■ Text provided
++++++

When we boot up on eMMC Jetson, mmcblk0p1 is on the eMMC.
When we boot up on uSD Jetson, mmcblk1p1 is on the SOM uSD slot, and mmcblk0p1 is on the carrier board uSD slot.
I account for that by editing /boot/extlinux/extlinux.conf to set rootfs=mmcblk1p1, and our board boots fine most of the time.

So, as you can see, that is not the issue. As I already stated in my question, the problem is intermittent failure in bold text, where the partition is found, but then later is not found.
Note how the boot process does find the partition mmcblk1p1, but then later fails to find it.
That is what I need help with. What could cause it to lose the partition on the SOM uSD slot? Rebooting usually solves this issue, but it is intermittent, so we need to find out what is going on and fix it. Is it some timing or frequency issue maybe?

Hi,

Your comment is full of something not clear to us. What is the exact board you are using here?

From your comment:

Then I run flash.sh for the SD card version, which is based off the P3509 board .config with SD card.

If this is your custom board, then why are you using p3509 board config with sdcard? P3509 board config does not enable sdmmc3 at all.

Also, it sounds totally not “intermittent”. It sounds totally predictable thing to me.

When we boot up on eMMC Jetson, mmcblk0p1 is on the eMMC.

Ok. Great.

When we boot up on uSD Jetson, mmcblk1p1 is on the SOM uSD slot, and mmcblk0p1 is on the carrier board uSD slot.

Then why are you using same device tree for different SOM and carrier board?

When your SOM or carrier board is changed, you need to update the device tree too. You cannot use one device tree forever. Even Jetpack5 is using different device tree for different kind of XNX modules…

We have a custom carrier board. I used the p3509 dts files as a baseline, then enabled the other sdhci for our carrier board SD slot.
I use the p3668 device trees for eMMC and SD jetsons, like p3509 files do: one for carrier and p3668-0000 and one for carrier with p3668-0001.
After flashing for carrier+jetson(with sd card) as mmcblk0p1, I have to edit extlinux.conf, then the board boots and sees rootfs on mmcblk1p1, because it uses our device tree.

However, some subsequent reboots have the error in my OP, only sometimes.
Can you point me to any reasons that the SD on Jetson p3668 would be flaky?

You should share the full logs.

Also, it is not some kind of difficult problem here. The first node that got enabled would be mmclk0p1. The 2nd one would be mmclk1p1.

++++++

■ Supplied entries

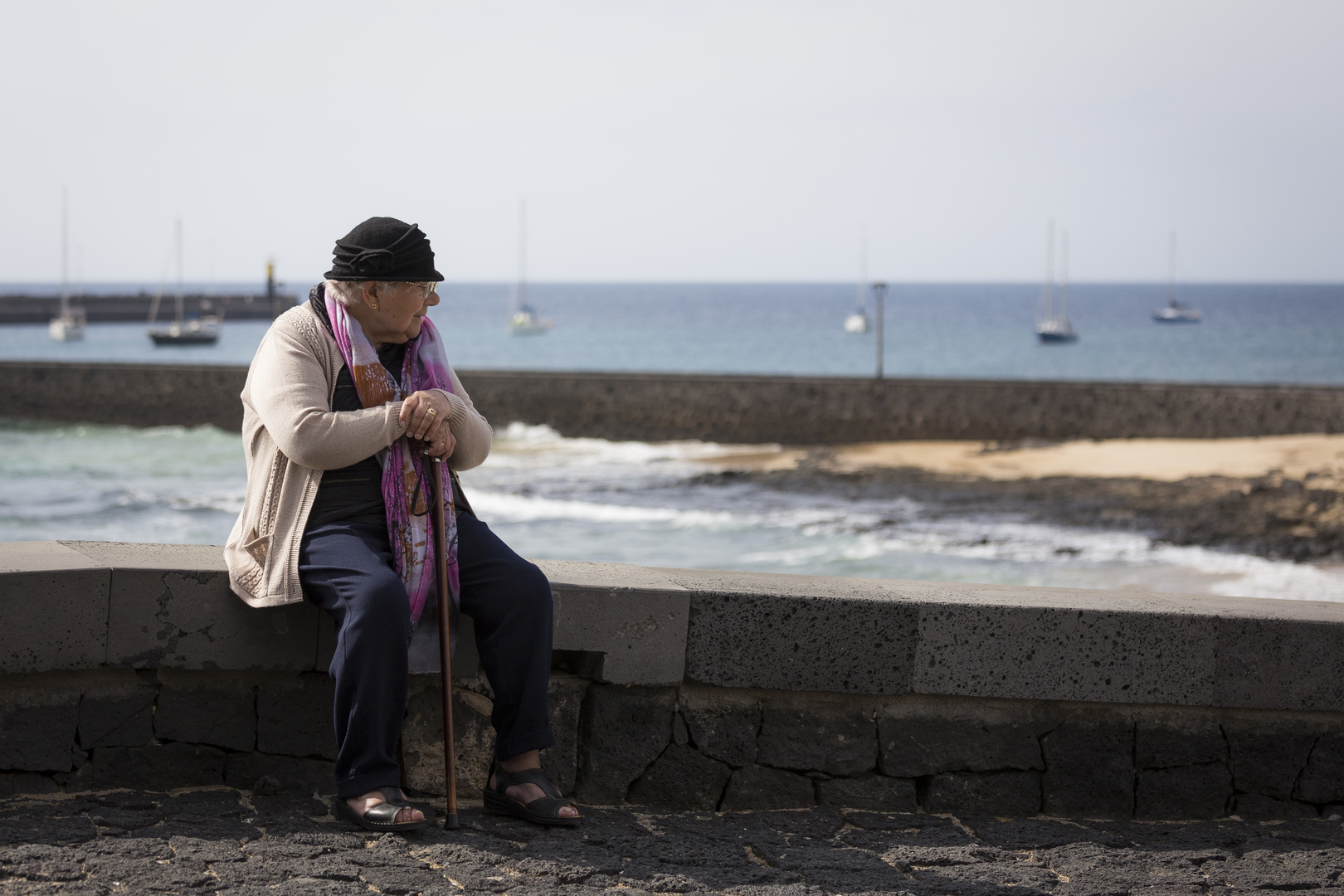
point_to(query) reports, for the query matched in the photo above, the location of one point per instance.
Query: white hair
(348, 292)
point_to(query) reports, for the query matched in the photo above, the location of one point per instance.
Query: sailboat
(523, 319)
(69, 324)
(1053, 324)
(1175, 312)
(197, 331)
(858, 323)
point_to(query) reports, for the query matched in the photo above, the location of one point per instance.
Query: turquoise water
(639, 503)
(1252, 334)
(620, 503)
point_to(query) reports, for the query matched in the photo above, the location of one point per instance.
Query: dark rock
(1089, 768)
(203, 709)
(1183, 793)
(923, 740)
(1322, 779)
(624, 731)
(295, 716)
(284, 774)
(561, 761)
(422, 739)
(117, 711)
(1179, 739)
(757, 787)
(722, 724)
(38, 719)
(26, 782)
(871, 793)
(997, 793)
(1257, 807)
(1268, 755)
(158, 767)
(810, 733)
(683, 779)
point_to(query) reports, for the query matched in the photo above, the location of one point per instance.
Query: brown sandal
(383, 816)
(543, 811)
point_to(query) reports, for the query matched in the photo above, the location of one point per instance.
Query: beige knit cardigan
(290, 436)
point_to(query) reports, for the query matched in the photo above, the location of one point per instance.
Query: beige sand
(1163, 460)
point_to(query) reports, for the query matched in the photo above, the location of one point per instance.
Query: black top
(355, 492)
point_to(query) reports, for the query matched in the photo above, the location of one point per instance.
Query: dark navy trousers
(347, 570)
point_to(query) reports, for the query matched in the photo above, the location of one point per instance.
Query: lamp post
(879, 293)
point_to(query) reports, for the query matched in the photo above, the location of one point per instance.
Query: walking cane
(446, 644)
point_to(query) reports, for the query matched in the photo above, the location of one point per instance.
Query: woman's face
(396, 314)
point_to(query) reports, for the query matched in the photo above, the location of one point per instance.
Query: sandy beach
(1319, 458)
(1280, 497)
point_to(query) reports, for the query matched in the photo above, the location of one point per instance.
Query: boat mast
(1064, 275)
(862, 286)
(179, 301)
(518, 292)
(1050, 269)
(1171, 270)
(65, 254)
(522, 253)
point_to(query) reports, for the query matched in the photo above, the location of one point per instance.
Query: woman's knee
(531, 587)
(381, 605)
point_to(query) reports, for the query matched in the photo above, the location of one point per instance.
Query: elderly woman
(346, 397)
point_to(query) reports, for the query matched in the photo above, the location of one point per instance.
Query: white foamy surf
(624, 503)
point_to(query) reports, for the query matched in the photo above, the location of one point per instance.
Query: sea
(650, 504)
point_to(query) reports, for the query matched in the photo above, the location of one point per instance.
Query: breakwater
(793, 410)
(39, 309)
(699, 689)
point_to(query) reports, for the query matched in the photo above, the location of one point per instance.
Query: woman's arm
(472, 430)
(288, 388)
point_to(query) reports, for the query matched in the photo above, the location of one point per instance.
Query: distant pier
(39, 309)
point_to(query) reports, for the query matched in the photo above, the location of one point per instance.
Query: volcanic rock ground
(1269, 516)
(231, 841)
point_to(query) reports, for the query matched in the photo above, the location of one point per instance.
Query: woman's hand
(425, 418)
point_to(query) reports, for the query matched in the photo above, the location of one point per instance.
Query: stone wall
(702, 691)
(797, 410)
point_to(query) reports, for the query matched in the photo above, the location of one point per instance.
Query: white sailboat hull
(856, 324)
(67, 328)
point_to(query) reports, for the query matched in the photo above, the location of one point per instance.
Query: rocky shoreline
(1269, 516)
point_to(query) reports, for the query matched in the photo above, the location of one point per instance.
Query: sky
(678, 141)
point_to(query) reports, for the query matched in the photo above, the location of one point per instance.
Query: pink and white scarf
(407, 480)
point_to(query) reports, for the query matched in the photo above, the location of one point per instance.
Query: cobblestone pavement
(221, 840)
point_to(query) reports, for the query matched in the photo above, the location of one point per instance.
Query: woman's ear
(370, 295)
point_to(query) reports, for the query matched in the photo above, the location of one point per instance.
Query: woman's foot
(527, 793)
(362, 805)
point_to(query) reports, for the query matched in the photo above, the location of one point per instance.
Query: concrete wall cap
(43, 557)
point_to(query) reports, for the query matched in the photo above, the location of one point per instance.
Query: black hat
(385, 249)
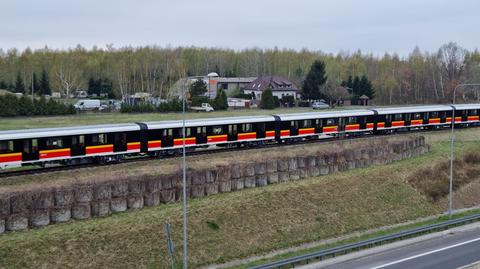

++++++

■ Task brief
Reproduce the passage of the Jetson SD card boot thread from "Note how the" up to and including "frequency issue maybe?", swapping "partition" for "volume".

■ Solution to this task
Note how the boot process does find the volume mmcblk1p1, but then later fails to find it.
That is what I need help with. What could cause it to lose the volume on the SOM uSD slot? Rebooting usually solves this issue, but it is intermittent, so we need to find out what is going on and fix it. Is it some timing or frequency issue maybe?